Raw records
-*-*-
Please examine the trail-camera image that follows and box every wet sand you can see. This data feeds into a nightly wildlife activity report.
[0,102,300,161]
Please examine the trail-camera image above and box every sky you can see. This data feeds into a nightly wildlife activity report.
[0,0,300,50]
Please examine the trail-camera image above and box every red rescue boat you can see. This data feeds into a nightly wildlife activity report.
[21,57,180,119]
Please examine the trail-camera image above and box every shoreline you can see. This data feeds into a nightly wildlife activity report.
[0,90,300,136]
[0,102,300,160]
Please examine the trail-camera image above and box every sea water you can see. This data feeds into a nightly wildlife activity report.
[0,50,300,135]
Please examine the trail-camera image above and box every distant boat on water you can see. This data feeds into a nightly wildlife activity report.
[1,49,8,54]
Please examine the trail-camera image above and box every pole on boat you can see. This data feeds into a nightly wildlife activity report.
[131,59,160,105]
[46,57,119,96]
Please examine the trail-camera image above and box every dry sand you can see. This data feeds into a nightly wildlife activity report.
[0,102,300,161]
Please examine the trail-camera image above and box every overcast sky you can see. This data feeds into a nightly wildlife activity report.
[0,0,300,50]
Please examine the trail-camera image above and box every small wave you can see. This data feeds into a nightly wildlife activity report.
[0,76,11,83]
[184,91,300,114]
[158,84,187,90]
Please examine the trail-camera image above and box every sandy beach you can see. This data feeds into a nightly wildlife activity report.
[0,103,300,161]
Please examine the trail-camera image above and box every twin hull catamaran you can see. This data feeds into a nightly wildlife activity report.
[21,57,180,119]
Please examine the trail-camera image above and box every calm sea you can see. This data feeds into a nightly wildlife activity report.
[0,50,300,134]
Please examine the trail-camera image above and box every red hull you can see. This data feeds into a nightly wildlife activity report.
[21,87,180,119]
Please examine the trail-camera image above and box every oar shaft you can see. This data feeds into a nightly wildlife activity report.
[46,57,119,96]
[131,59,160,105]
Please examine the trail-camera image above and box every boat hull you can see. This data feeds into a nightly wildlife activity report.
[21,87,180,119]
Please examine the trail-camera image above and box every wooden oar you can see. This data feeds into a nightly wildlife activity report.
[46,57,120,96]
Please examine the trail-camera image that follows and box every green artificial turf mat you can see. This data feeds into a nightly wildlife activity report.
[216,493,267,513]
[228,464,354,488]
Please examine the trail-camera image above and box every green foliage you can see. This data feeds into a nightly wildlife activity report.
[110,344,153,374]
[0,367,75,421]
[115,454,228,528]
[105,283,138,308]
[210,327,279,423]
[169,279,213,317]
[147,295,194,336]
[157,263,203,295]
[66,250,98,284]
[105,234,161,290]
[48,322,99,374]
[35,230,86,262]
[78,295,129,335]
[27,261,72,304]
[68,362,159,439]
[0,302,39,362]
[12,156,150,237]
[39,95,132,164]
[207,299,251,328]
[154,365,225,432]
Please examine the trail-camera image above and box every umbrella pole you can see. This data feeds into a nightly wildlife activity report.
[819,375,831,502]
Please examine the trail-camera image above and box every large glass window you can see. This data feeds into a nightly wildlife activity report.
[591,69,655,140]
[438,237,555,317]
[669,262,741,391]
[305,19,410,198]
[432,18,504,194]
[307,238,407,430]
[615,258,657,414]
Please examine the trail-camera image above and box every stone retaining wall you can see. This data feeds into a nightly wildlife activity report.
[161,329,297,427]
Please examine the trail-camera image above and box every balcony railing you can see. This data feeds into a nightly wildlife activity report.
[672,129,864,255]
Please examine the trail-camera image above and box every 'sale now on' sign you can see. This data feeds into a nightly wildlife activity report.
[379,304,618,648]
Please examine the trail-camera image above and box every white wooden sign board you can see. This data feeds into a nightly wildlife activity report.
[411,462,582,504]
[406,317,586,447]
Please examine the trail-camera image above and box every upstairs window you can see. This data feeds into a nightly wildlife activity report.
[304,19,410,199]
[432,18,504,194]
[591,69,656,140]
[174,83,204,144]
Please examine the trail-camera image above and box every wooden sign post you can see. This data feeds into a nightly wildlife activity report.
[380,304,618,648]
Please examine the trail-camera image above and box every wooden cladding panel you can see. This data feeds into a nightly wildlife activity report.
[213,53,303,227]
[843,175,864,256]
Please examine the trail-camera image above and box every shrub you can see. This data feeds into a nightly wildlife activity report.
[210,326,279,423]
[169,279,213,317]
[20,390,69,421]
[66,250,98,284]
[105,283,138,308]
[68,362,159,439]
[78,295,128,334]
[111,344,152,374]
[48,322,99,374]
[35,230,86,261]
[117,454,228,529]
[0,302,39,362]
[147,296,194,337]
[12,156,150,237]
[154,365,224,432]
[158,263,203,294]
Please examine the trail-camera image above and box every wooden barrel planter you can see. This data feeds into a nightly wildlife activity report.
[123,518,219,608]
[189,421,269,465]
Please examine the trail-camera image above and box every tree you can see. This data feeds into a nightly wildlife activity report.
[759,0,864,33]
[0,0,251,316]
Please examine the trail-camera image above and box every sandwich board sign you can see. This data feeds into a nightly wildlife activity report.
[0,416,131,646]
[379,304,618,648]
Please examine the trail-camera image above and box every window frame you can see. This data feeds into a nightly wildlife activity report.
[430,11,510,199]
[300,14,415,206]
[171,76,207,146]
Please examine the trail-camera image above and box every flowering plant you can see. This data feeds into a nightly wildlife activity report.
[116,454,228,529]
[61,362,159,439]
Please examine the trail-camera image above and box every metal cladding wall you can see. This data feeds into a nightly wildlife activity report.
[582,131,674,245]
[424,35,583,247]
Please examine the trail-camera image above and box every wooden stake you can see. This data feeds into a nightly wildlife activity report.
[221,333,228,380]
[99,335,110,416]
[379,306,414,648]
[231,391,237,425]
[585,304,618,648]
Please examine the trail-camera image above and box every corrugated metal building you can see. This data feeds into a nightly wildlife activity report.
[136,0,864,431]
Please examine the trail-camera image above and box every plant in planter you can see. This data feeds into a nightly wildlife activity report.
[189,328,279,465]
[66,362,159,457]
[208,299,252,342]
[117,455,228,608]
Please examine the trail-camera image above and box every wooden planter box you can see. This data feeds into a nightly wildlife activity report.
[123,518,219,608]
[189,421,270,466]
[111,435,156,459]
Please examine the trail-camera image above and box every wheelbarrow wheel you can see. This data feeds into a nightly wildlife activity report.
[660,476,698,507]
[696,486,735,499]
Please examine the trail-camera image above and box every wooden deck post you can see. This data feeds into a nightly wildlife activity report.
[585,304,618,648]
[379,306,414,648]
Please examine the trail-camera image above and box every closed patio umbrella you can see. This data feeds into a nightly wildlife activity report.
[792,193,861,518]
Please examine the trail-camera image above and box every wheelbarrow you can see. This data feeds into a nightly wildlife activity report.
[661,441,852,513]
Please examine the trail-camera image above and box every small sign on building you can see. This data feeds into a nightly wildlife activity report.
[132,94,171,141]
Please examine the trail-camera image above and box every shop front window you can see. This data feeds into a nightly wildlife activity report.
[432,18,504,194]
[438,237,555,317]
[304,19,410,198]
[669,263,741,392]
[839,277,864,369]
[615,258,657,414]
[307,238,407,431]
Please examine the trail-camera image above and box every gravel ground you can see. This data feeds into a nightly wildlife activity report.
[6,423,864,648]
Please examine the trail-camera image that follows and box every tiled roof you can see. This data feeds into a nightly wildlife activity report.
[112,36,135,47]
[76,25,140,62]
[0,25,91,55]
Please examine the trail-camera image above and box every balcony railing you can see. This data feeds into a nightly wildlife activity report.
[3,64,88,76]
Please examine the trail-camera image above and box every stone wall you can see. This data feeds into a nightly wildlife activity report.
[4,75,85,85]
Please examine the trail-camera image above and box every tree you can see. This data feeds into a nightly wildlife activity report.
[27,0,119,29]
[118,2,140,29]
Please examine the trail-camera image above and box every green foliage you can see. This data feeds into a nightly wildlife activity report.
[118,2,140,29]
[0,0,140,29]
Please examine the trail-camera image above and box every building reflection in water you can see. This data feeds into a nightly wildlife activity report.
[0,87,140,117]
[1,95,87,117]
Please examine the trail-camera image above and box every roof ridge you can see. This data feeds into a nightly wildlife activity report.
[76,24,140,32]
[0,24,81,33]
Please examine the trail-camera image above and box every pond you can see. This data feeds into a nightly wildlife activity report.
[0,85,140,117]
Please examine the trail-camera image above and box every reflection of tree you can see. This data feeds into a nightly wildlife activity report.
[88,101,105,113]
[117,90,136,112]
-*-*-
● WORK INSTRUCTIONS
Update everything from "every wooden barrel" down to "[189,421,269,465]" by replacing "planter" with "flower tub", and give back only those lines with nothing else changed.

● FINAL RESULT
Please examine the trail-camera image above and box every wooden barrel flower tub you can see. This data feeds into a nightly wildlife activity report.
[123,518,219,608]
[189,421,269,465]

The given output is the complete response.